--- START OF Document segment ---
<PAGE> 1
SCHEDULE 14A INFORMATION
PROXY STATEMENT PURSUANT TO SECTION
14(a) OF THE SECURITIES EXCHANGE ACT OF 1934
Filed by the Registrant [X] Filed by a Party other than the Registrant [ ]
Check the appropriate box:
[X] Preliminary Proxy Statement
[ ] Confidential, for use of the Commission only (as permitted by Rule
14a-6(e)(2))
[ ] Definitive Proxy Statement
[ ] Definitive Additional Materials
[ ] Soliciting Material Pursuant to Section 240.14a-11(c) or Section 240.14a-12
AmSouth Mutual Funds
3435 Stelzer Road
Columbus, OH 43219
----------------------------
(Name of Registrant as Specified in its Charter)
Alan G. Priest, Esq.
Ropes & Gray
1301 K Street, N.W., Suite 800 East
Washington, D.C. 20005
----------------------------
(Name of Person(s) Filing Proxy Statement)
Payment of Filing Fee (check the appropriate box):
[X] No fee required.
[ ] Fee computed on table below per Exchange Act Rules 14a-6(i)(1) and 0-11.
1) Title of each class of securities to which transaction applies: N/A
2) Aggregate number of securities to which transaction applies: N/A
3) Per unit price or other underlying value of transaction computed pursuant
to Exchange Act Rule 0-11 (set forth the amount on which the filing is
calculated and state how it was determined): N/A
4) Proposed maximum aggregate value of transaction: N/A
5) Total fee paid: N/A.
[ ] Fee paid previously with preliminary materials.
[ ] Check box if any part of the fee is offset as provided by Exchange Act Rule
0-11(a)(2) and identify the filing for which the offsetting fee was paid
previously. Identify the previous filing by registration statement number,
or the Form or Schedule and the date of its filing.
1) Amount previously paid:
2) Form, Schedule or Registration Statement No.:
3) Filing Party:
4) Date Filed:
Notes:
<PAGE> 2
To AmSouth Capital Growth Fund Shareholders:
The purpose of this proxy package is to announce that a Shareholder Meeting
(the "Meeting") for the AmSouth Capital Growth Fund (the "Fund") has been
scheduled for November 15, 1999. The purpose of this Meeting is to submit to the
Shareholders for a vote an important matter regarding the management of the
Fund.
After considering the present investment objective of the Fund and the
continued prospects for increased capital growth, the Trustees of the AmSouth
Mutual Funds have concluded that it would be in the best interests of the Fund's
Shareholders to amend the Fund's investment objective to concentrate primarily
on seeking capital appreciation rather than on seeking growth of income. The
attached proxy statement is designed to give you information relating to the
proposal on which you will be asked to consider and vote.
--- END OF Document segment ---
--- START OF Records ---
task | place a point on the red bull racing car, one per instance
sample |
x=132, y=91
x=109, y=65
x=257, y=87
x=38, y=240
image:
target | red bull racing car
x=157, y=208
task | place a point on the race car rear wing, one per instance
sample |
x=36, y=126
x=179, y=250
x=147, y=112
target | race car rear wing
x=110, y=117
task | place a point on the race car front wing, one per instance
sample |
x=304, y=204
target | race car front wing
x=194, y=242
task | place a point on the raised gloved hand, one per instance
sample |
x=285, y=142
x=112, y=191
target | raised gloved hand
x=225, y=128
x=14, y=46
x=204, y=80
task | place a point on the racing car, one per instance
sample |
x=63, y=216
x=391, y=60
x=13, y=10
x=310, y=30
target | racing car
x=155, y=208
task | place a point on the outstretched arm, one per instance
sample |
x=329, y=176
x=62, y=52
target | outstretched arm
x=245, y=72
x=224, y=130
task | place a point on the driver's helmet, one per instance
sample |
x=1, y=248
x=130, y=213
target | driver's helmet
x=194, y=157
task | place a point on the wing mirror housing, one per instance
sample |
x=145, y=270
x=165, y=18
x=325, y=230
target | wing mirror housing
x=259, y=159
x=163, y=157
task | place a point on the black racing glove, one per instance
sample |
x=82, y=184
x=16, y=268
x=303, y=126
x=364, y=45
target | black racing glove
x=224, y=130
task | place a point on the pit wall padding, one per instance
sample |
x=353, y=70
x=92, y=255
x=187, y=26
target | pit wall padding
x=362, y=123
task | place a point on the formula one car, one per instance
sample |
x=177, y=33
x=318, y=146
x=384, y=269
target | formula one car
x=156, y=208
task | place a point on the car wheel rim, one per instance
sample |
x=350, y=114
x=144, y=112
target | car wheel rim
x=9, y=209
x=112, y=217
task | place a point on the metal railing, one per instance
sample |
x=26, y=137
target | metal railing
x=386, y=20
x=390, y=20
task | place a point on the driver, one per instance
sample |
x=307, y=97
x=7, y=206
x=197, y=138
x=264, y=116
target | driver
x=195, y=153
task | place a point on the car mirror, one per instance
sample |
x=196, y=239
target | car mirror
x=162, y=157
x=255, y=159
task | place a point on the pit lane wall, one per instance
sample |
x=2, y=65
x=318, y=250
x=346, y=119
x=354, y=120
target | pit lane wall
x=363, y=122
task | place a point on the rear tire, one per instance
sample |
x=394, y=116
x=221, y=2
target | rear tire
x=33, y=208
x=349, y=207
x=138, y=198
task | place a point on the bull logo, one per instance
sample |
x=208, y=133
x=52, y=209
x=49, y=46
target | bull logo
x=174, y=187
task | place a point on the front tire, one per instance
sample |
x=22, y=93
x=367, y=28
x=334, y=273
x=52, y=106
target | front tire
--- END OF Records ---
Problems to solve:
1. Summarize the proxy statement in two sentences.
2. Please duplicate the part of the proxy statement that opens with the words containing "Ropes & Gray" and closes with "No fee required.".
Work only from the proxy statement, not from the records.

Solutions to the tasks:
1. AmSouth Mutual Funds filed a preliminary proxy statement under Section 14(a) of the Securities Exchange Act of 1934, with no fee required. It announces a Shareholder Meeting for the AmSouth Capital Growth Fund, scheduled for November 15, 1999, at which shareholders will vote on the Trustees' proposal to amend the Fund's investment objective so that it concentrates primarily on seeking capital appreciation rather than growth of income.

2.
Ropes & Gray
1301 K Street, N.W., Suite 800 East
Washington, D.C. 20005
----------------------------
(Name of Person(s) Filing Proxy Statement)
Payment of Filing Fee (check the appropriate box):
[X] No fee required.